▶ [What is needed] Condense the paragraph beginning "I thought of Belfry Spirit" in the card game text below into a short bulleted list that keeps its main facts.

# START OF Extract to read

Like Magic, Vs. System has a lot of different strategies, but most of them revolve around creature combat. Because over the course of the game, the bigger the cost, the more likely a creature is to win a fight against smaller creatures, it is sometimes profitable to “throw away” cards to skip turns to a position where you are likely to hold trump. [Battering-Ram, Short-Lived Strongman]

I thought of Belfry Spirit as my Battering-Ram. He isn’t the most cost effective creature or token producer on the squad, but he is just awesome at Time Walking because of what point in the curve he appears. I could set up Belfry Spirit to Affinity out Hour of Reckoning with a profit, block all of the opponent’s guys and enter a stage of the game where I would play a series of six mana creatures that were all better than the opponent’s late game cards, or, as with Blind Hunter, just set up my Skeletal Vampire with pre-emptive defensive bats.

# END OF Extract to read
# START OF Data supplied

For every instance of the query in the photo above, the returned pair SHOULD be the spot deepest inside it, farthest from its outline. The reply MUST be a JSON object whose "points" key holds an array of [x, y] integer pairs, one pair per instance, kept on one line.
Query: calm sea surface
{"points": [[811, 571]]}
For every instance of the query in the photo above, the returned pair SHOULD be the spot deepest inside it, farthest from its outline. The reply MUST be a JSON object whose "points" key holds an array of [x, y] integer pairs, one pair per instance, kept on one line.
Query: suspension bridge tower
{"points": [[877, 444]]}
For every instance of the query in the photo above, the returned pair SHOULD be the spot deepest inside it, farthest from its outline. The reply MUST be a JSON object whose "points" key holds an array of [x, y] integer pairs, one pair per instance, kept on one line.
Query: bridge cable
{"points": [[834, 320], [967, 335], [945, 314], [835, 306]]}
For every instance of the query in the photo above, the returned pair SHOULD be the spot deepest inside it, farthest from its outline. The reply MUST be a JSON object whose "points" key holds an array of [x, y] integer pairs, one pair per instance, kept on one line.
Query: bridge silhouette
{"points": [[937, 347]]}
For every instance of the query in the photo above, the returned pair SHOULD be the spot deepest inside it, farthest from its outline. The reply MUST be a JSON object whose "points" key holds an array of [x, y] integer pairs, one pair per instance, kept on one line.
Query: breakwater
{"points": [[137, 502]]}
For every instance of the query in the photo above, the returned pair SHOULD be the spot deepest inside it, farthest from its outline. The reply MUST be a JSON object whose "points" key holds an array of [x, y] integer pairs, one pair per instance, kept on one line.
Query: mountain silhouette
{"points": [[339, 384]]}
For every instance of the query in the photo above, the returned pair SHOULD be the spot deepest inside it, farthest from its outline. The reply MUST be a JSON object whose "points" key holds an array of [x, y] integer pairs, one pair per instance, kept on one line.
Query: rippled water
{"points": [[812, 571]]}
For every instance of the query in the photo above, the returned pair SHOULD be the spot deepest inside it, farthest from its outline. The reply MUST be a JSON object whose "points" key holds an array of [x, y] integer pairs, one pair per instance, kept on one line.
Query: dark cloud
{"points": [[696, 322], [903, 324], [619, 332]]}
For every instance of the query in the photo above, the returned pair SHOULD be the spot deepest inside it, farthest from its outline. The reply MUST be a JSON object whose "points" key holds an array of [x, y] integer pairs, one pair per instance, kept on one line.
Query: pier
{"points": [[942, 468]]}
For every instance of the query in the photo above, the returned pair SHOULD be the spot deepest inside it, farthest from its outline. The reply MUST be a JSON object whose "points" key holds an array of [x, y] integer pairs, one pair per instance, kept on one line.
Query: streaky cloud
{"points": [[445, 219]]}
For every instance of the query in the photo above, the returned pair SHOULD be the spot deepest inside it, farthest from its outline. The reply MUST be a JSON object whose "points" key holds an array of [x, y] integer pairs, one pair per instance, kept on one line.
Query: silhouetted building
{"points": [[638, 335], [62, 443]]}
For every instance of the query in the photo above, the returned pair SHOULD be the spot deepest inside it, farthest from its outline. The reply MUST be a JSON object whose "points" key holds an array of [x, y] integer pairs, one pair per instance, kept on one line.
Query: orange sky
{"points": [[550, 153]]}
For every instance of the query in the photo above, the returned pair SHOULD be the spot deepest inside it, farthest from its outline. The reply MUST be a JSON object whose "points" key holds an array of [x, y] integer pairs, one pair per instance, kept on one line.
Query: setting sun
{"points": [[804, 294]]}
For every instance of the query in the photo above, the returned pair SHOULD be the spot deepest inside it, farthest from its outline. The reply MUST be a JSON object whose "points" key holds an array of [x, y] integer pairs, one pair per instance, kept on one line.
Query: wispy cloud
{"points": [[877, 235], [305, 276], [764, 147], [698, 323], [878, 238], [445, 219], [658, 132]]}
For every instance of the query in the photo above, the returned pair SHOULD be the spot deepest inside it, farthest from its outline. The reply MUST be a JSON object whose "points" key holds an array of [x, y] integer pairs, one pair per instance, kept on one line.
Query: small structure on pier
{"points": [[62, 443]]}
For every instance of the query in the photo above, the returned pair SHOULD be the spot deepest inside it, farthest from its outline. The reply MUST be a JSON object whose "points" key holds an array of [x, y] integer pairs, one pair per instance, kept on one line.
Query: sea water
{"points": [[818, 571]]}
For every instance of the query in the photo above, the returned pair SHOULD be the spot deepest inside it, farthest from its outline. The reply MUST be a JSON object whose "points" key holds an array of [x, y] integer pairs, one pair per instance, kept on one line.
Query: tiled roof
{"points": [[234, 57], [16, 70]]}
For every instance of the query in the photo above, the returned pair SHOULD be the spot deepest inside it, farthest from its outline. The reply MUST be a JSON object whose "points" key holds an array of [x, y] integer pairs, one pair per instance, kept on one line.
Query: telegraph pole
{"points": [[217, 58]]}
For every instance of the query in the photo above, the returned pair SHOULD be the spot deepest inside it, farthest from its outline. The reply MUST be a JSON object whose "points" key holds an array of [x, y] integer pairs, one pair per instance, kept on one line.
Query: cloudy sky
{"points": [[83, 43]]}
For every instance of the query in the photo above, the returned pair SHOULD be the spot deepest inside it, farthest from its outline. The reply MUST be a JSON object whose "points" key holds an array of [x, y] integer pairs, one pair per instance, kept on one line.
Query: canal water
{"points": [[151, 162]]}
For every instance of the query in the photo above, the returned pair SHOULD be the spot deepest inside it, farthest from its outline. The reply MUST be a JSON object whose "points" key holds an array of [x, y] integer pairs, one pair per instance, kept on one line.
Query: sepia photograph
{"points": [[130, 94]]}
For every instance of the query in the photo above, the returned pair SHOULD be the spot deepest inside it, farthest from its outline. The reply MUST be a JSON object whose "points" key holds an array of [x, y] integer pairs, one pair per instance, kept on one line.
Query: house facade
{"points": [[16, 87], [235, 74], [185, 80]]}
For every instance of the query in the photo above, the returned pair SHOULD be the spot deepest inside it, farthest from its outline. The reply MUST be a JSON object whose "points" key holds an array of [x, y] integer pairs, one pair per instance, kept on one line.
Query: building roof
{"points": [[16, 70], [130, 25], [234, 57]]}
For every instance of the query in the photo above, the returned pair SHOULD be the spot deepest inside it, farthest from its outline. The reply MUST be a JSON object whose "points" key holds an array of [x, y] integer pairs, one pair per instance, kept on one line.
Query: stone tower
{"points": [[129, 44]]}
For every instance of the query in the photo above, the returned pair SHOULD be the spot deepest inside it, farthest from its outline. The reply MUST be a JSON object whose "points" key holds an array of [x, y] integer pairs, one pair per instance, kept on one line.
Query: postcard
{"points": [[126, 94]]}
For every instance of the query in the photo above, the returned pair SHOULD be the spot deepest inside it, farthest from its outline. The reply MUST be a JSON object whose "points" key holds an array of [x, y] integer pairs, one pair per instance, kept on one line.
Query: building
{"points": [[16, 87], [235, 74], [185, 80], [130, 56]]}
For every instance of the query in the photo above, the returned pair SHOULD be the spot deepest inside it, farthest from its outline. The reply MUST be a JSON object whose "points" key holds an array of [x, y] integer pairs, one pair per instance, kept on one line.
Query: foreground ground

# END OF Data supplied

▶ [Task response]
- Belfry Spirit served as my Battering-Ram.
- It isn't the squad's most cost-effective creature or token producer, but its place in the curve makes it excellent at Time Walking.
- It could set up a profitable Affinity out of Hour of Reckoning, block all of the opponent's creatures, and lead into a stage of playing six-mana creatures that beat the opponent's late-game cards.
- Alternatively, as with Blind Hunter, it could set up Skeletal Vampire with defensive bats ahead of time.